* _原文_:
1. 什么是分词器

切分词语，normalization（提升recall召回率）

给你一段句子，然后将这段句子拆分成一个一个的单个的单词，同时对每个单词进行normalization（时态转换，单复数转换），分词器
recall，召回率：搜索的时候，增加能够搜索到的结果的数量

character filter：在一段文本进行分词之前，先进行预处理，比如说最常见的就是，过滤html标签（hello —> hello），& —> and（I&you —> I and you）

tokenizer：分词，hello you and me —> hello, you, and, me
token filter：lowercase，stop word，synonymom，dogs —> dog，liked —> like，Tom —> tom，a/the/an —> 干掉，mother —> mom，small —> little

一个分词器，很重要，将一段文本进行各种处理，最后处理好的结果才会拿去建立倒排索引

2. 分词流程

3. 内置分词器的介绍

Set the shape to semi-transparent by calling set_trans(5)

standard analyzer：set, the, shape, to, semi, transparent, by, calling, set_trans, 5（默认的是standard）

simple analyzer：set, the, shape, to, semi, transparent, by, calling, set, trans

whitespace analyzer：Set, the, shape, to, semi-transparent, by, calling, set_trans(5)

language analyzer（特定的语言的分词器，比如说，english，英语分词器）：set, shape, semi, transpar, call, set_tran, 5

4. pinyin拼音分词

pinyin分词github地址：https://github.com/medcl/elasticsearch-analysis-pinyin

注意：也支持将繁体转为拼音

4.1. 下载安装

直接到github下载即可，注意pinyin分词的版本与ElasticSearch版本要对应

解压后，重命名目录，移动到ElasticSearch的plugins目录下

1 2	mv elasticsearch analysis-pinyin mv analysis-pinyin /usr/local/elasticsearch/plugins/

重启ElasticSearch即可生效

4.2. keep_first_letter

取每个中文的拼音首字母，串在一起

中华人民共和国 ==> zhrmghg

4.3. keep_full_pinyin

将每个中文转为拼音，单独分开

中华人民共和国 ==> [zhong, hua, ren, men, gong, he, guo]

4.4. keep_joined_full_pinyin

将每个中文转为拼音，串在一起

中华人民共和国 ==> zhonghuarenmengongheguo

4.5. keep_separate_first_letter

取每个中文的拼音首字母，单独分开

中华人民共和国 ==> [z, h, r, m, g, h, g]

limit_first_letter_length

“limit_first_letter_length” = 3 && “keep_first_letter” = true

中华人民共和国 ==> zhr

5. 分词API

5.1.

* _数据记录_:
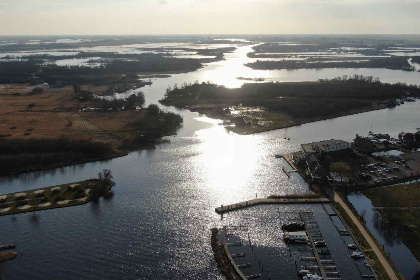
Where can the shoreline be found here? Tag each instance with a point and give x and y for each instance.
(57, 197)
(260, 129)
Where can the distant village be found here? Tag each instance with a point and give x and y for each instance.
(376, 159)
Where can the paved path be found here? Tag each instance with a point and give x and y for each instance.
(254, 202)
(372, 244)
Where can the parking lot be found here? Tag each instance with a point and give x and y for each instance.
(389, 168)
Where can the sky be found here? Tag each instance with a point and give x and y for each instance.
(129, 17)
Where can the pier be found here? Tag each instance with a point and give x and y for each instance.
(315, 251)
(283, 200)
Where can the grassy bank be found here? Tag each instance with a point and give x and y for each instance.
(24, 155)
(220, 256)
(393, 63)
(373, 259)
(4, 256)
(265, 106)
(405, 221)
(48, 198)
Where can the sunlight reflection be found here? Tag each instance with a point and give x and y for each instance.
(229, 160)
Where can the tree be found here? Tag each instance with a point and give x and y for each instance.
(140, 99)
(341, 168)
(104, 184)
(77, 88)
(37, 90)
(131, 102)
(134, 101)
(153, 110)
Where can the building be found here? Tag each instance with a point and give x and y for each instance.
(364, 144)
(317, 172)
(297, 236)
(407, 137)
(326, 146)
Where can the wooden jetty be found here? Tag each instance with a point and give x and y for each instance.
(7, 246)
(254, 202)
(318, 259)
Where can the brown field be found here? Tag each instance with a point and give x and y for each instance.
(47, 119)
(56, 114)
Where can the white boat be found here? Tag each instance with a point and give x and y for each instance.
(352, 246)
(312, 277)
(357, 255)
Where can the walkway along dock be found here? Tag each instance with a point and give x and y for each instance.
(305, 199)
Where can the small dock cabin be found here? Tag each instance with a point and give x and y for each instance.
(297, 236)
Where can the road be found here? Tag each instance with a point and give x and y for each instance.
(383, 259)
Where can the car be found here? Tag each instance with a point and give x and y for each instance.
(312, 277)
(324, 252)
(352, 246)
(356, 255)
(320, 243)
(303, 272)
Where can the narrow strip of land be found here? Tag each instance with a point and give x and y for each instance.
(369, 239)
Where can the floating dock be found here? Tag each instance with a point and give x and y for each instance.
(254, 202)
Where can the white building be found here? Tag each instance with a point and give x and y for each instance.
(297, 236)
(325, 146)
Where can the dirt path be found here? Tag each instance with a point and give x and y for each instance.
(372, 244)
(93, 131)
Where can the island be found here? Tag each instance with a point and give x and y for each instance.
(257, 107)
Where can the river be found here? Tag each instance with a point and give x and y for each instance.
(156, 226)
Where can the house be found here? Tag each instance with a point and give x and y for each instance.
(364, 144)
(407, 137)
(317, 172)
(326, 146)
(297, 236)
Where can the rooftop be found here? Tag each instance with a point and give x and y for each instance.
(322, 145)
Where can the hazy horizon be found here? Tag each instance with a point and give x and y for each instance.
(203, 17)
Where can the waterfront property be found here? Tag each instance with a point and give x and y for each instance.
(48, 198)
(287, 199)
(257, 249)
(326, 146)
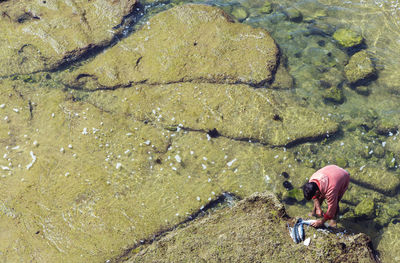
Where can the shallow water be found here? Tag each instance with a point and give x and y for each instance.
(305, 45)
(310, 52)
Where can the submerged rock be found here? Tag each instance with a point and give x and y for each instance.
(294, 15)
(334, 94)
(389, 245)
(254, 230)
(188, 43)
(240, 13)
(347, 38)
(365, 209)
(360, 68)
(230, 109)
(374, 178)
(40, 35)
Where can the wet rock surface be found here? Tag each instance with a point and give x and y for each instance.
(375, 178)
(41, 35)
(253, 230)
(359, 68)
(188, 43)
(235, 111)
(97, 165)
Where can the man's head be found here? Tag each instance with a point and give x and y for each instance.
(309, 190)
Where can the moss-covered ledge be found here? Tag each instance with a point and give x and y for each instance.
(254, 230)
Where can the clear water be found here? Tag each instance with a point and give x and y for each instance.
(305, 45)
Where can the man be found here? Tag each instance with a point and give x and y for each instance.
(328, 183)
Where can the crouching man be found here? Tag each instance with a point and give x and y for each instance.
(328, 183)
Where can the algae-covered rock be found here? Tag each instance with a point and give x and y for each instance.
(84, 182)
(235, 111)
(239, 13)
(365, 209)
(246, 233)
(374, 178)
(389, 245)
(347, 37)
(360, 68)
(390, 160)
(363, 90)
(334, 94)
(40, 35)
(342, 162)
(266, 8)
(294, 15)
(188, 43)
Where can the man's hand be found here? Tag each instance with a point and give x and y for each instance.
(318, 223)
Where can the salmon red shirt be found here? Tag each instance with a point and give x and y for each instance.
(332, 182)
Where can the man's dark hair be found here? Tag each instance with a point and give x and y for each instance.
(309, 190)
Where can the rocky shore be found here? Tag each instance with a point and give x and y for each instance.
(103, 151)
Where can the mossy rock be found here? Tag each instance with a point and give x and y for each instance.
(342, 162)
(360, 68)
(365, 209)
(266, 8)
(377, 179)
(41, 35)
(230, 109)
(187, 43)
(363, 90)
(347, 38)
(246, 233)
(389, 245)
(390, 160)
(240, 13)
(105, 163)
(334, 94)
(294, 15)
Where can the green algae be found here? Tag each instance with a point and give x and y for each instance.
(42, 35)
(334, 94)
(239, 13)
(365, 209)
(359, 68)
(243, 229)
(347, 38)
(352, 156)
(227, 108)
(199, 44)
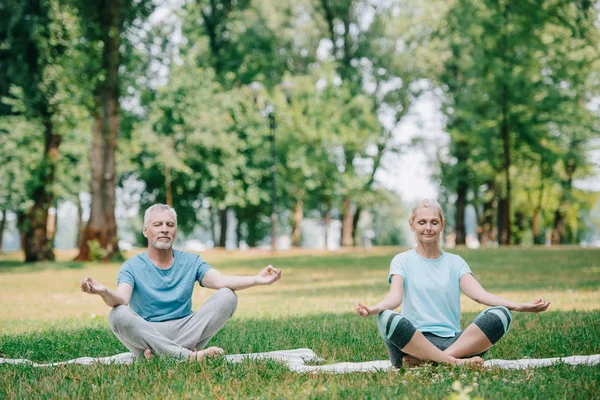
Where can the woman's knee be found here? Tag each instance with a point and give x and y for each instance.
(394, 328)
(494, 322)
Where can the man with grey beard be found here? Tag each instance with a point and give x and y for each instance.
(158, 285)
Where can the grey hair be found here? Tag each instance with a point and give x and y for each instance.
(159, 207)
(426, 203)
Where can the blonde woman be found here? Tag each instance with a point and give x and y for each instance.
(428, 281)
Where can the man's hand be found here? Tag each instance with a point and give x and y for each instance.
(268, 276)
(365, 311)
(540, 305)
(91, 286)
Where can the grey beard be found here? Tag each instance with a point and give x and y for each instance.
(162, 246)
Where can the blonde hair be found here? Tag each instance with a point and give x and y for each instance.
(426, 203)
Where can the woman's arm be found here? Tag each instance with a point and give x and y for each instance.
(473, 289)
(390, 302)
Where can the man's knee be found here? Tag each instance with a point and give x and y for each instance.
(494, 322)
(395, 328)
(228, 298)
(118, 315)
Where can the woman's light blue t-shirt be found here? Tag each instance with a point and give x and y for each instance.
(162, 294)
(431, 290)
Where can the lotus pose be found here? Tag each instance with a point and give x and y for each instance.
(427, 282)
(158, 284)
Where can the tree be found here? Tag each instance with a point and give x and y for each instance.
(38, 50)
(104, 24)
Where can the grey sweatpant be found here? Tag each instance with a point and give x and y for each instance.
(175, 338)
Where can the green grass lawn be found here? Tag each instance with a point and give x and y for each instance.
(310, 307)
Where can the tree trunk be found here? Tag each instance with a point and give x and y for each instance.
(347, 223)
(168, 190)
(296, 230)
(52, 225)
(36, 245)
(79, 222)
(461, 203)
(559, 229)
(486, 224)
(2, 227)
(326, 222)
(102, 226)
(504, 218)
(538, 208)
(213, 224)
(355, 220)
(223, 235)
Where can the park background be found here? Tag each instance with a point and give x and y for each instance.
(325, 119)
(299, 133)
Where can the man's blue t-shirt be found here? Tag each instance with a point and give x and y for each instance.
(162, 294)
(431, 290)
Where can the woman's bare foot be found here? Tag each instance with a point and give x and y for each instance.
(475, 361)
(209, 352)
(411, 361)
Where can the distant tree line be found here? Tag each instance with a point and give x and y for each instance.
(94, 94)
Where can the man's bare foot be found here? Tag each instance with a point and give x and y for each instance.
(411, 361)
(474, 361)
(209, 352)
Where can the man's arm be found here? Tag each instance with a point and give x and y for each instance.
(121, 296)
(214, 279)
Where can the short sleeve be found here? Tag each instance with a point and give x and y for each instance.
(463, 268)
(397, 268)
(126, 275)
(201, 268)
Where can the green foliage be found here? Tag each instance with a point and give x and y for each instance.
(97, 252)
(527, 70)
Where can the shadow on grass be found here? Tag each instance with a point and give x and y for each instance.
(21, 266)
(334, 337)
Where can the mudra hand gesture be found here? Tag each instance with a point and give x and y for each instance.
(268, 275)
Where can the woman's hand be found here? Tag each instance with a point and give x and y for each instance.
(537, 306)
(268, 275)
(365, 311)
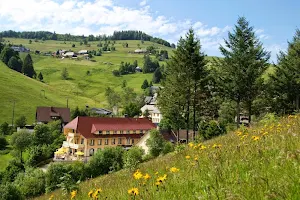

* _任务列表_:
(1) 按照原文的说法，分词器对每个单词做normalization是为了什么？请用一到三句话作答。
(2) 从原文停下的地方往下续写。
这些数据来自另外的出处。

* _参考答案_:
(1) 为了提升召回率（recall）。召回率指搜索时能够搜到的结果数量，normalization会做时态转换、单复数转换等处理，从而增加这个数量。

(2)
GET _analyze
{
  "text": ["中华人民共和国"],
  "analyzer": "ik_max_word"
}

GET _analyze
{
  "text": ["中华人民共和国"],
  "analyzer": "pinyin"
}

GET _analyze
{
  "text": ["中华人民ghg"],
  "analyzer": "pinyin"
}

6. 自定义分词

官方参考：https://www.elastic.co/guide/en/elasticsearch/reference/6.2/analysis-custom-analyzer.html

6.1. 基本的自定义分词

PUT myindex
{
  "settings": {
    "analysis": {
      "analyzer": {
        // 名称随便取
        "my_analyzer": {
          "type": "custom",
          // 指定char_filter
          "char_filter": ["html_strip"],
          // 指定tokenizer
          "tokenizer": "standard",
          // 指定token_filter
          "filter": ["lowercase", "asciifolding"]
        }
      }
    }
  }
}

GET /myindex/_analyze
{
  "text": ["<h1>zhejiang university</h1>"],
  "analyzer": "my_analyzer"
}

6.2. 使用自定义的char_filter/tokenizer/token_filter

PUT myindex
{
  "settings": {
    "analysis": {
      "analyzer": {
        "my_analyzer": {
          "type": "custom",
          "char_filter": ["html_strip", "my_char_filter"],
          "tokenizer": "my_tokenizer",
          "filter": ["lowercase", "asciifolding", "my_english_stop_filter"]
        }
      }, 
      "char_filter": {
        "my_char_filter": {
          "type": "mapping",
          "mappings": [
            ":)=> _hadppy_",
            ":(=> _sad_"
          ]
        }
      },
      "tokenizer": {
        "my_tokenizer": {
          "type": "pattern",
          "pattern": "[,.!?]"
        }
      }, 
      "filter": {
        "my_english_stop_filter": {
          "type": "stop",
          "stopwords": "_english_"
        }
      }
    }
  }
}

GET myindex/_analyze
{
  "text": ["I'm a :) and :( person!"],
  "analyzer": "my_analyzer"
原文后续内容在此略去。